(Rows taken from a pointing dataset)
........

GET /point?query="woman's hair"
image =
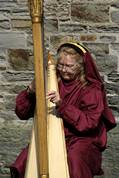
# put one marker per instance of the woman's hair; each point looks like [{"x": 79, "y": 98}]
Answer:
[{"x": 79, "y": 59}]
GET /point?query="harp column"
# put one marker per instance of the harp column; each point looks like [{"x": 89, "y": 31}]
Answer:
[{"x": 41, "y": 125}]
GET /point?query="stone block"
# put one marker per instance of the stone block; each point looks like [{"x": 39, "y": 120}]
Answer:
[
  {"x": 115, "y": 16},
  {"x": 20, "y": 59},
  {"x": 12, "y": 40},
  {"x": 94, "y": 13}
]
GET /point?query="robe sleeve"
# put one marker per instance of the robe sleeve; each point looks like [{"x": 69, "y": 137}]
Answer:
[
  {"x": 88, "y": 115},
  {"x": 25, "y": 105}
]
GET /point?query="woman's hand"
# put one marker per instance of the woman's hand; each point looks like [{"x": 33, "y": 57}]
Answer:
[{"x": 54, "y": 97}]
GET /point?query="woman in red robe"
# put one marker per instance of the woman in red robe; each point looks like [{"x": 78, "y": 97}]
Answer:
[{"x": 81, "y": 102}]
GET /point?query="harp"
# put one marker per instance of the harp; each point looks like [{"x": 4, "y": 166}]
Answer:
[{"x": 44, "y": 159}]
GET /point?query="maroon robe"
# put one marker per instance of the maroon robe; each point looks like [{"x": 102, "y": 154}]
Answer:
[{"x": 86, "y": 117}]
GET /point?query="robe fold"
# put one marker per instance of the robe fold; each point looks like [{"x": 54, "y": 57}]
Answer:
[{"x": 86, "y": 117}]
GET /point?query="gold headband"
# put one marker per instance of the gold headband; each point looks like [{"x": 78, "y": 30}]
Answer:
[{"x": 77, "y": 45}]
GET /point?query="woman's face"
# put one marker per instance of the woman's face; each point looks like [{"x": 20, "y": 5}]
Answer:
[{"x": 68, "y": 67}]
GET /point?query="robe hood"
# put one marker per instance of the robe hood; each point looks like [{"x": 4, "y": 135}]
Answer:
[{"x": 93, "y": 76}]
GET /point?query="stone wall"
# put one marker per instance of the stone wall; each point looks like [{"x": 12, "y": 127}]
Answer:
[{"x": 95, "y": 23}]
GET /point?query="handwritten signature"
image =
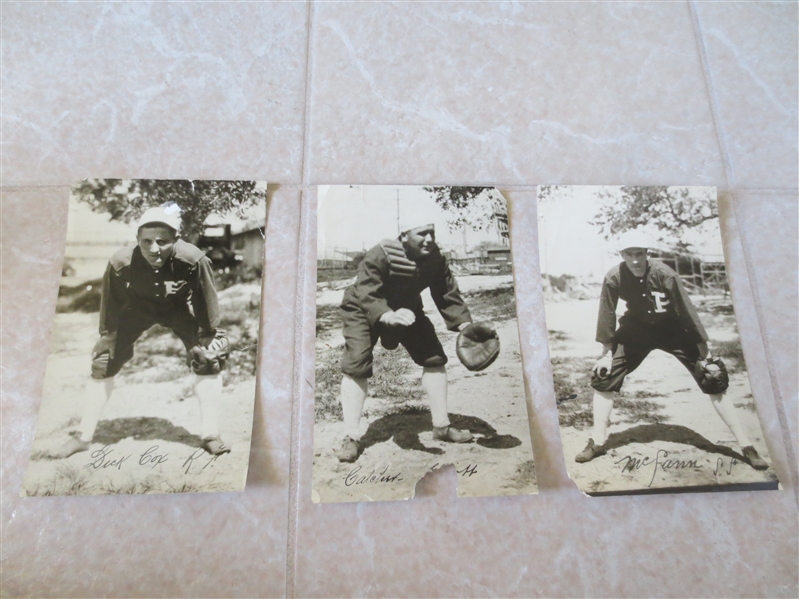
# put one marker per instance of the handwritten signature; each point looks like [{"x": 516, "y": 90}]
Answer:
[{"x": 662, "y": 461}]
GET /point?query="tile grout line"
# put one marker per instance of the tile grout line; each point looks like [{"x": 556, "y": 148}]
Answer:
[
  {"x": 751, "y": 273},
  {"x": 775, "y": 384},
  {"x": 292, "y": 521}
]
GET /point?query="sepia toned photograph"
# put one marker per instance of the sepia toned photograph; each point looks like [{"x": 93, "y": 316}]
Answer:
[
  {"x": 649, "y": 373},
  {"x": 417, "y": 345},
  {"x": 150, "y": 381}
]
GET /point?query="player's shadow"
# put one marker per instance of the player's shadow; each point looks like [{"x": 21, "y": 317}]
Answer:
[
  {"x": 406, "y": 427},
  {"x": 143, "y": 428},
  {"x": 673, "y": 433}
]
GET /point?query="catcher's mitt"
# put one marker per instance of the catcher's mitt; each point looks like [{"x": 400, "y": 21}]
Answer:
[
  {"x": 478, "y": 345},
  {"x": 209, "y": 356},
  {"x": 711, "y": 374}
]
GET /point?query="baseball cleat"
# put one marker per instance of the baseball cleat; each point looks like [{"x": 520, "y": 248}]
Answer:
[
  {"x": 451, "y": 435},
  {"x": 74, "y": 444},
  {"x": 349, "y": 451},
  {"x": 215, "y": 445},
  {"x": 591, "y": 451},
  {"x": 754, "y": 459}
]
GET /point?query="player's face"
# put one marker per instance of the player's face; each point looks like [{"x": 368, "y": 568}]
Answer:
[
  {"x": 419, "y": 242},
  {"x": 156, "y": 242},
  {"x": 635, "y": 259}
]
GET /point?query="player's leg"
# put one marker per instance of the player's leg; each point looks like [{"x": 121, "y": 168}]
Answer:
[
  {"x": 687, "y": 353},
  {"x": 207, "y": 360},
  {"x": 626, "y": 358},
  {"x": 356, "y": 367},
  {"x": 106, "y": 363},
  {"x": 425, "y": 349}
]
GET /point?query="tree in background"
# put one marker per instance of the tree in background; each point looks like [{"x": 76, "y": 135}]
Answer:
[
  {"x": 671, "y": 210},
  {"x": 473, "y": 207},
  {"x": 127, "y": 199}
]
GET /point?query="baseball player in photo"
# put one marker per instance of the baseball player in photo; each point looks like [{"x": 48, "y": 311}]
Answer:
[
  {"x": 161, "y": 280},
  {"x": 659, "y": 315},
  {"x": 385, "y": 304}
]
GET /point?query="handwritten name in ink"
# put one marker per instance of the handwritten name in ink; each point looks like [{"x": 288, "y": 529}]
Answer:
[
  {"x": 661, "y": 460},
  {"x": 356, "y": 478},
  {"x": 107, "y": 457},
  {"x": 467, "y": 471},
  {"x": 200, "y": 459}
]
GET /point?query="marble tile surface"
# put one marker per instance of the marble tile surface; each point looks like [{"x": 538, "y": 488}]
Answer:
[
  {"x": 504, "y": 93},
  {"x": 152, "y": 90},
  {"x": 752, "y": 55},
  {"x": 199, "y": 545},
  {"x": 507, "y": 94}
]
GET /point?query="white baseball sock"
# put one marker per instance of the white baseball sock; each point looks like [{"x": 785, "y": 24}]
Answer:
[
  {"x": 434, "y": 383},
  {"x": 208, "y": 389},
  {"x": 602, "y": 407},
  {"x": 95, "y": 396},
  {"x": 353, "y": 395}
]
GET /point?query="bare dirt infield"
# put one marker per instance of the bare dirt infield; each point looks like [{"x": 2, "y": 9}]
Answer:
[
  {"x": 146, "y": 440},
  {"x": 397, "y": 429},
  {"x": 664, "y": 432}
]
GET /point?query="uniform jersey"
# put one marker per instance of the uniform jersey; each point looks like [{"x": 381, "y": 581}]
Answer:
[
  {"x": 657, "y": 300},
  {"x": 388, "y": 280},
  {"x": 186, "y": 278}
]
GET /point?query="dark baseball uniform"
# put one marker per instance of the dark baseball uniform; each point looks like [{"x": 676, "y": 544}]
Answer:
[
  {"x": 659, "y": 315},
  {"x": 179, "y": 295},
  {"x": 389, "y": 280}
]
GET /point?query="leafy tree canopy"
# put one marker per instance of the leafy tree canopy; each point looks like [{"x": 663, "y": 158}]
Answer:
[
  {"x": 473, "y": 207},
  {"x": 127, "y": 199}
]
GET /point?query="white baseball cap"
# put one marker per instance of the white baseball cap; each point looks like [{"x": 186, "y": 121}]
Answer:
[
  {"x": 164, "y": 215},
  {"x": 635, "y": 238}
]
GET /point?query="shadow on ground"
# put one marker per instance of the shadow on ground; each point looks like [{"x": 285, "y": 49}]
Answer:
[
  {"x": 143, "y": 429},
  {"x": 405, "y": 428},
  {"x": 674, "y": 433}
]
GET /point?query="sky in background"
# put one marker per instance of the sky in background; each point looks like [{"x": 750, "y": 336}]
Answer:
[
  {"x": 569, "y": 244},
  {"x": 358, "y": 217}
]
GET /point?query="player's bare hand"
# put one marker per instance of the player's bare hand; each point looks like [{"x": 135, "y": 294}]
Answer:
[
  {"x": 399, "y": 318},
  {"x": 602, "y": 366}
]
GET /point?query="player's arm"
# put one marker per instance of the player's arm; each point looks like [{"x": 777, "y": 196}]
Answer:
[
  {"x": 370, "y": 289},
  {"x": 606, "y": 325},
  {"x": 448, "y": 299},
  {"x": 205, "y": 303}
]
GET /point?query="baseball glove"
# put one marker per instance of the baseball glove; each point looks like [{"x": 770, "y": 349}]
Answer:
[
  {"x": 711, "y": 374},
  {"x": 478, "y": 345},
  {"x": 209, "y": 356}
]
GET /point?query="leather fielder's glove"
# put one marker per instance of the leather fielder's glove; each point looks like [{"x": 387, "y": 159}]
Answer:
[
  {"x": 478, "y": 345},
  {"x": 209, "y": 356},
  {"x": 712, "y": 376}
]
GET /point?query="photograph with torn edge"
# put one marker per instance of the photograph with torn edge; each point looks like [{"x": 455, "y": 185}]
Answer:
[
  {"x": 417, "y": 347},
  {"x": 650, "y": 379},
  {"x": 150, "y": 380}
]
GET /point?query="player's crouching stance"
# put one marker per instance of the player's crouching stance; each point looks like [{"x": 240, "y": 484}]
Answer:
[
  {"x": 385, "y": 303},
  {"x": 659, "y": 315},
  {"x": 154, "y": 283}
]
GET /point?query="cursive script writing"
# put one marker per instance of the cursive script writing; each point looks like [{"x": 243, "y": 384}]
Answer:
[
  {"x": 661, "y": 460},
  {"x": 356, "y": 478}
]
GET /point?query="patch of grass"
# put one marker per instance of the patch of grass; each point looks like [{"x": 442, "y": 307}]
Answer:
[{"x": 496, "y": 305}]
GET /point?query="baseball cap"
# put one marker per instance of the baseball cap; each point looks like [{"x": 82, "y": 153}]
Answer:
[
  {"x": 163, "y": 215},
  {"x": 634, "y": 239}
]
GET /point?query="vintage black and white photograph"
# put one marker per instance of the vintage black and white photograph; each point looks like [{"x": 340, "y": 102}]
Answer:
[
  {"x": 150, "y": 381},
  {"x": 417, "y": 346},
  {"x": 649, "y": 373}
]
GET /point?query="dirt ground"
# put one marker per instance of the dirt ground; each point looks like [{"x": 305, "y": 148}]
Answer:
[
  {"x": 147, "y": 438},
  {"x": 397, "y": 429},
  {"x": 664, "y": 433}
]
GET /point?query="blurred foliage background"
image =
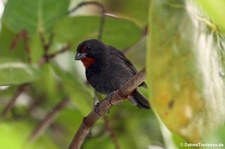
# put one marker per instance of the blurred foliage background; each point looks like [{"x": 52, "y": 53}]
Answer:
[{"x": 44, "y": 95}]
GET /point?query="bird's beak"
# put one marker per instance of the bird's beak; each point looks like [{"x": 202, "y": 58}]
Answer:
[{"x": 80, "y": 56}]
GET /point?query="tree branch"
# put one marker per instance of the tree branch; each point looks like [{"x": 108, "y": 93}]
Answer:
[
  {"x": 104, "y": 106},
  {"x": 11, "y": 103}
]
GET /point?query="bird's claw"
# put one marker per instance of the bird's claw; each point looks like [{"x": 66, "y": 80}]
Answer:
[
  {"x": 110, "y": 97},
  {"x": 96, "y": 109}
]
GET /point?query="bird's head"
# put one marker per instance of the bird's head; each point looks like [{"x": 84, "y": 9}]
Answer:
[{"x": 90, "y": 51}]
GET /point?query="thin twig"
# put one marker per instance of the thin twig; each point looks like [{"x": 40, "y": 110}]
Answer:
[
  {"x": 111, "y": 132},
  {"x": 11, "y": 103},
  {"x": 104, "y": 106},
  {"x": 48, "y": 119},
  {"x": 99, "y": 5}
]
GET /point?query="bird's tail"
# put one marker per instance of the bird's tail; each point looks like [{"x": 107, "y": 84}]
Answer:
[{"x": 139, "y": 100}]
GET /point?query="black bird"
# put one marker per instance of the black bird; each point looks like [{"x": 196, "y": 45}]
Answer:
[{"x": 107, "y": 69}]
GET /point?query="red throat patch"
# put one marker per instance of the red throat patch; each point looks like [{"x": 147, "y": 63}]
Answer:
[{"x": 87, "y": 61}]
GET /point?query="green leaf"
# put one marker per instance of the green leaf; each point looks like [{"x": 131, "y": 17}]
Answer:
[
  {"x": 33, "y": 16},
  {"x": 118, "y": 32},
  {"x": 172, "y": 70},
  {"x": 14, "y": 72},
  {"x": 215, "y": 10}
]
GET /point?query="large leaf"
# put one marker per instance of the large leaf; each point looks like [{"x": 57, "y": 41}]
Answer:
[
  {"x": 184, "y": 69},
  {"x": 14, "y": 72},
  {"x": 215, "y": 11},
  {"x": 33, "y": 16},
  {"x": 118, "y": 32}
]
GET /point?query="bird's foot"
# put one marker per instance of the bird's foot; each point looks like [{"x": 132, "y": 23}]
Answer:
[
  {"x": 110, "y": 97},
  {"x": 96, "y": 109}
]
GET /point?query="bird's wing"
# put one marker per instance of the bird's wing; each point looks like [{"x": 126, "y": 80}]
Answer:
[{"x": 122, "y": 57}]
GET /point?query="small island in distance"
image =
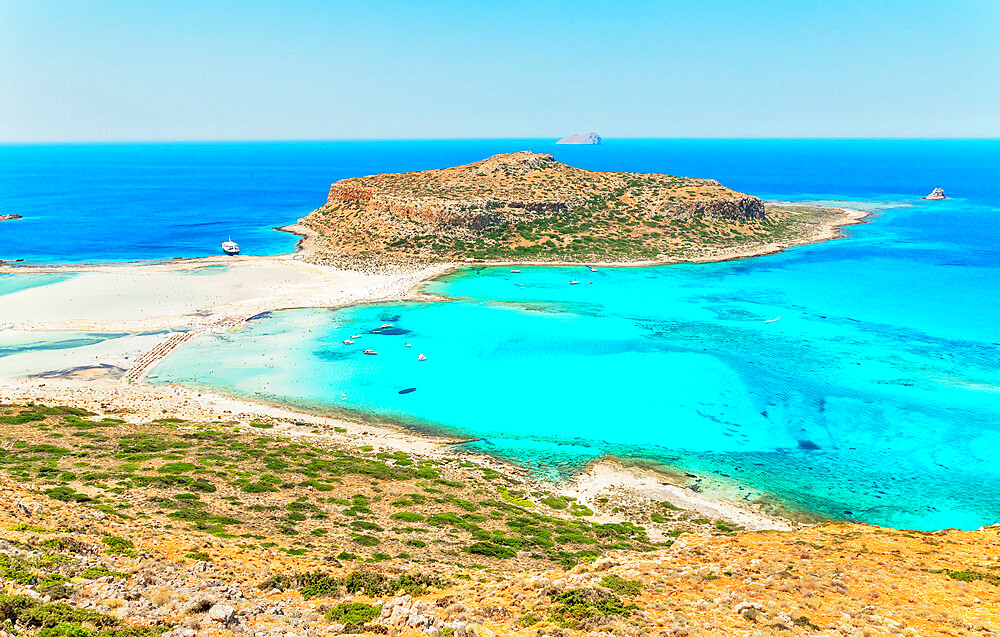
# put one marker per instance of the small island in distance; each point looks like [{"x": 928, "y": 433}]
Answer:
[
  {"x": 587, "y": 139},
  {"x": 528, "y": 207}
]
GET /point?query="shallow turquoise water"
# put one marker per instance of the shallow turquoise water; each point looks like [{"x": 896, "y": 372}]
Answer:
[
  {"x": 10, "y": 283},
  {"x": 875, "y": 396}
]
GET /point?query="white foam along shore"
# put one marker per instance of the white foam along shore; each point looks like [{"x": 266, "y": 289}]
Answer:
[{"x": 148, "y": 304}]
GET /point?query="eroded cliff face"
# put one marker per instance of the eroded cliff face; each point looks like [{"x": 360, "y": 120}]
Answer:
[{"x": 519, "y": 203}]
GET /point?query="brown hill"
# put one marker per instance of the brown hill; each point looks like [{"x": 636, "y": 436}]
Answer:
[{"x": 528, "y": 206}]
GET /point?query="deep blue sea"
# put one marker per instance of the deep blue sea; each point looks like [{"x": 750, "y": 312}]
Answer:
[{"x": 875, "y": 396}]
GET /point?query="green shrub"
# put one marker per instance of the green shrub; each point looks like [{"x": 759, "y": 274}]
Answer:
[
  {"x": 407, "y": 516},
  {"x": 119, "y": 545},
  {"x": 490, "y": 549},
  {"x": 622, "y": 586},
  {"x": 353, "y": 614}
]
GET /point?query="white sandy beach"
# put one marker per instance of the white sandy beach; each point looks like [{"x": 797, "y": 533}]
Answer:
[{"x": 142, "y": 309}]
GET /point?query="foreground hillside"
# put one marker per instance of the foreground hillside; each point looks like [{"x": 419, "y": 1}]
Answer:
[
  {"x": 528, "y": 206},
  {"x": 129, "y": 529}
]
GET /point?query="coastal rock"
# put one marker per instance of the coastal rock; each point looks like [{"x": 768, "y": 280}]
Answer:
[
  {"x": 589, "y": 138},
  {"x": 222, "y": 613},
  {"x": 517, "y": 205}
]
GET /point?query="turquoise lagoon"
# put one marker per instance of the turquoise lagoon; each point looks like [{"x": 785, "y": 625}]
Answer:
[{"x": 874, "y": 396}]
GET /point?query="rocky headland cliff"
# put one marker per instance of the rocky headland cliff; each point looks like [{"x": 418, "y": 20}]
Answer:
[
  {"x": 589, "y": 138},
  {"x": 527, "y": 206}
]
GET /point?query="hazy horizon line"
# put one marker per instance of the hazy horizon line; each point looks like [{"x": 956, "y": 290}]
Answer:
[{"x": 94, "y": 142}]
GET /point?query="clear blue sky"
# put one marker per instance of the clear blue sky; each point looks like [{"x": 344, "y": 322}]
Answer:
[{"x": 132, "y": 70}]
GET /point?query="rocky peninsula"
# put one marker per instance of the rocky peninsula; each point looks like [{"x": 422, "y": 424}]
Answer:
[{"x": 528, "y": 207}]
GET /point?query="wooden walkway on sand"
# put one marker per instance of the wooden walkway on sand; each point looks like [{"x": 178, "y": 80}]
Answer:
[{"x": 147, "y": 360}]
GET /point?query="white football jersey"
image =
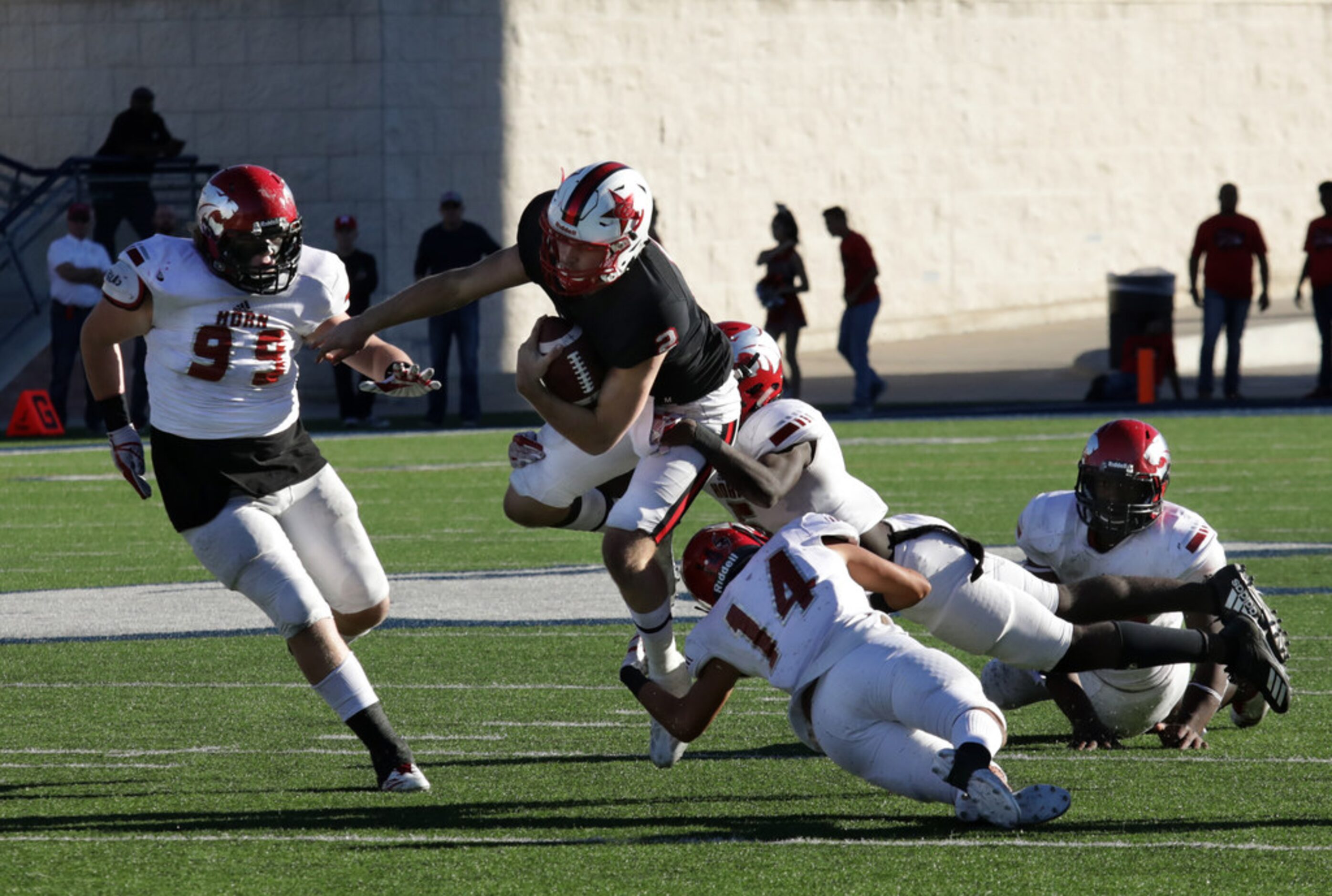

........

Exercise objective:
Please tally the lines in the records above that contain the string "robe", and reply with that number alone.

Answer to the task:
10